*** Selected excerpt ***

A variety of assays have been adapted to profile chromatin states in single cells; these are predicated on enrichment-based strategies; thus, in principle, they have a lower sequencing overhead than scNOME-seq. Open chromatin can be identified by deoxyribonuclease I (DNase I) sensitivity, which was first adapted to the single-cell level in a low-throughput application able to detect an average of ~40,000 DNase I hypersensitive sites (DHSs) per cell (6). However, due to nonspecific signals throughout the genome, the false-discovery rate is high. Thus, previous knowledge of DHSs from bulk experiments is required to identify genuine DHSs, with the confidence of detection of proximal regulatory elements scaling with expression level of associated genes.

Higher-throughput applications have been developed for the assay for transposase-accessible chromatin sequencing (ATAC-seq), in which DNA accessibility is probed by the ability of the prokaryotic Tn5 transposase to insert sequencing adapters into accessible regions of the genome, in contrast to regions that are inaccessible, such as those interacting with a nucleosome. These approaches have used microfluidics to process single cells and introduce cell-identifying barcodes as part of the tagging process (7) or by combinatorial-cell barcoding (8) (Fig. 2), allowing parallel processing of a large number of samples (>10,000).

Throughput levels face a cost of reduced depth, as typically <10% of known promoters are represented in an individual scATAC-seq library. Sparseness of data limits analysis of cellular variation at individual regulatory elements. This may preclude ab initio identification of open chromatin sites, and the absence of open chromatin at a locus of interest in a single cell may reflect missing data. As well as reporting active regulatory elements governing hematopoietic differentiation, scATAC-seq has identified the evolution of regulatory elements during disease progression in acute myeloid leukemia (32). In addition, the ability of scATAC-seq to delineate the cis-regulatory landscapes of constituent cell types from a complex solid tissue has been demonstrated by isolating single nuclei from frozen samples of mouse forebrain (33).

*** End of Selected excerpt ***

Write the next part of the passage on single-cell chromatin accessibility assays, starting right after its final sentence.

*** Data provided ***

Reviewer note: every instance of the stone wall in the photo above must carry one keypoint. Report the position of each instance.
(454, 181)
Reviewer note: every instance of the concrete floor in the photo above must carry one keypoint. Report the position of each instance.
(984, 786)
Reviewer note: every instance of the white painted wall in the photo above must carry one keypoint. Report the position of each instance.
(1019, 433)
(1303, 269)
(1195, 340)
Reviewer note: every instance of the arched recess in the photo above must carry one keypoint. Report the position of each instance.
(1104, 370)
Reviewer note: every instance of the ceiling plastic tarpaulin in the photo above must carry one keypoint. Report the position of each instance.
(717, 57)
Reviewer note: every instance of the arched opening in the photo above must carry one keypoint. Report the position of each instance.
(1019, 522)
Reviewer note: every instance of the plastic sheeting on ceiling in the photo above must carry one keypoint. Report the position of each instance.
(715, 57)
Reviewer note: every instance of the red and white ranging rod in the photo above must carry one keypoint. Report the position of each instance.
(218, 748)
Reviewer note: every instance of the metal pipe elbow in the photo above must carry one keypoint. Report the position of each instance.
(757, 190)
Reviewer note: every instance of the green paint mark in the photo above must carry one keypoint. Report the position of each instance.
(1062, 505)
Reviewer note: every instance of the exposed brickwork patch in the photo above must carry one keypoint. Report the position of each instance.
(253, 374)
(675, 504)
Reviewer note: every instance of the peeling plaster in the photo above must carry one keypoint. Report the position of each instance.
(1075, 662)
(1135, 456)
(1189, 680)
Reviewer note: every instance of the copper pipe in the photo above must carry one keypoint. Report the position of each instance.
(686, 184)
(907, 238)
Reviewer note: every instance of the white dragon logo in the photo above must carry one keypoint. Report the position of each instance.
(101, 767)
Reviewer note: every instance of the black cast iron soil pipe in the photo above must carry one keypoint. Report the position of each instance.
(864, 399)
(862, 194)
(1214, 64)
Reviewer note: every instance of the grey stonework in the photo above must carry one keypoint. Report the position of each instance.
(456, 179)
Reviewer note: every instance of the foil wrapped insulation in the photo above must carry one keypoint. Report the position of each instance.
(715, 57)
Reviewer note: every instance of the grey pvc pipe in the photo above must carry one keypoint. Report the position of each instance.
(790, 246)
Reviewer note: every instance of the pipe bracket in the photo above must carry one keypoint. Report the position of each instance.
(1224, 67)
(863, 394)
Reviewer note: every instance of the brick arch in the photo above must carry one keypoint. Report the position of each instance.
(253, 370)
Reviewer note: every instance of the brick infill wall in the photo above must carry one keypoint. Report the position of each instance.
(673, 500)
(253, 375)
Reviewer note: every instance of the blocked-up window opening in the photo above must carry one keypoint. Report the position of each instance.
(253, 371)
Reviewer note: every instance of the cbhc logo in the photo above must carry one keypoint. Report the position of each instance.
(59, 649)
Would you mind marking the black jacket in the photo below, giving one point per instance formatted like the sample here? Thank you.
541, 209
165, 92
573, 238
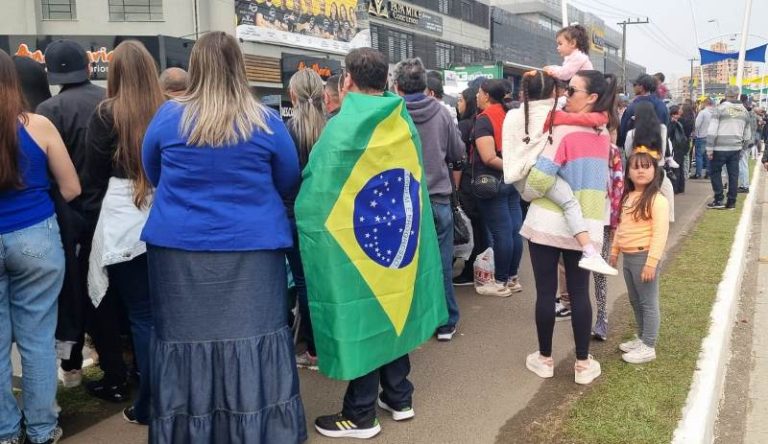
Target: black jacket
70, 112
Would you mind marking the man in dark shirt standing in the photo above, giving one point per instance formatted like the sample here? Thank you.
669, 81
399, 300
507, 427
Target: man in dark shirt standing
70, 111
645, 89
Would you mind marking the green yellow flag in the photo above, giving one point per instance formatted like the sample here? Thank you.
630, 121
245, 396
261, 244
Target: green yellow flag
367, 239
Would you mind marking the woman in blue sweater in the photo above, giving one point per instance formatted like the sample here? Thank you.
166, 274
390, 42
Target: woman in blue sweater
222, 362
31, 260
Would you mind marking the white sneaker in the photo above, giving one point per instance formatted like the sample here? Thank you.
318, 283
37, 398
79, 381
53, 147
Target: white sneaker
494, 289
70, 379
597, 264
640, 355
536, 365
397, 415
628, 346
587, 375
514, 285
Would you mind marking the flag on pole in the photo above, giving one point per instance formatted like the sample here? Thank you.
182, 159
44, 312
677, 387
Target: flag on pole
756, 54
367, 239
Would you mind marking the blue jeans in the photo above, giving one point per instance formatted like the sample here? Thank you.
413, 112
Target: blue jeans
504, 217
130, 280
443, 216
700, 145
31, 276
729, 159
299, 281
744, 169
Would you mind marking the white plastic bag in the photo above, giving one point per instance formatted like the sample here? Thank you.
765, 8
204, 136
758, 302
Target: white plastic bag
463, 251
484, 269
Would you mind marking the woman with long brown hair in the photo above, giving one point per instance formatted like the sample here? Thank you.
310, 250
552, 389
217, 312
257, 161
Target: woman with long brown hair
306, 90
32, 262
223, 367
118, 194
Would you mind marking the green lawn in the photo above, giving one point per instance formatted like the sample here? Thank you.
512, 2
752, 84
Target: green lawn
642, 403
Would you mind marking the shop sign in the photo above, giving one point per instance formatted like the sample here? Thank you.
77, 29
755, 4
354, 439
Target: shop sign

*** End of Data provided ***

#### [Written response]
“Technological advances for assaying epigenetic diversity at the single-cell level have gone hand-in-hand with computational methods for interpreting the data generated.”

Posttranslational modifications of histones that correlate with chromatin activity states are conventionally mapped by ChIP-seq. Adapting ChIP-seq to extract this information from single cells presents additional problems of specificity and sensitivity, because it is dependent on antibody binding to pull down modified histones with associated DNA. Droplet approaches and cellular barcoding to label nuclei individually at the stage of micrococcal nuclease digestion (which fragments chromatin into nucleosomes) with immunoprecipitation on pools of cells and subsequent deconvolution of single-cell data after multiplex library sequencing allow thousands of single cells to be processed in single experiments (12) (Fig. 2). Yet, although ~50% of sequencing reads may fall within known peaks of H3K4me3 enrichment (the archetypal mark of active promoters), only ~5% of known peaks are detected per cell, with data too sparse for productive de novo peak calling.

We shall inevitably see technical improvements in each of these chromatin profiling methods, as well as incorporating them into multi-omic approaches. A challenge is to extract RNA from cell lysates in a way that preserves both chromatin state and RNA integrity, but with the sparsity of data from current scATAC-seq, scDNase-seq, or scChIP-seq methods, attainment of parallel data on gene expression and chromatin state at specific loci is challenging, and processing increasing numbers of cells may be necessary to obtain sufficient convergent information. Any of the above methods in theory could be combined with bisulphite sequencing to investigate DNA methylation state, which is not to underestimate the technical challenges that may need to be overcome in adding the chemical steps involved in bisulphite treatment.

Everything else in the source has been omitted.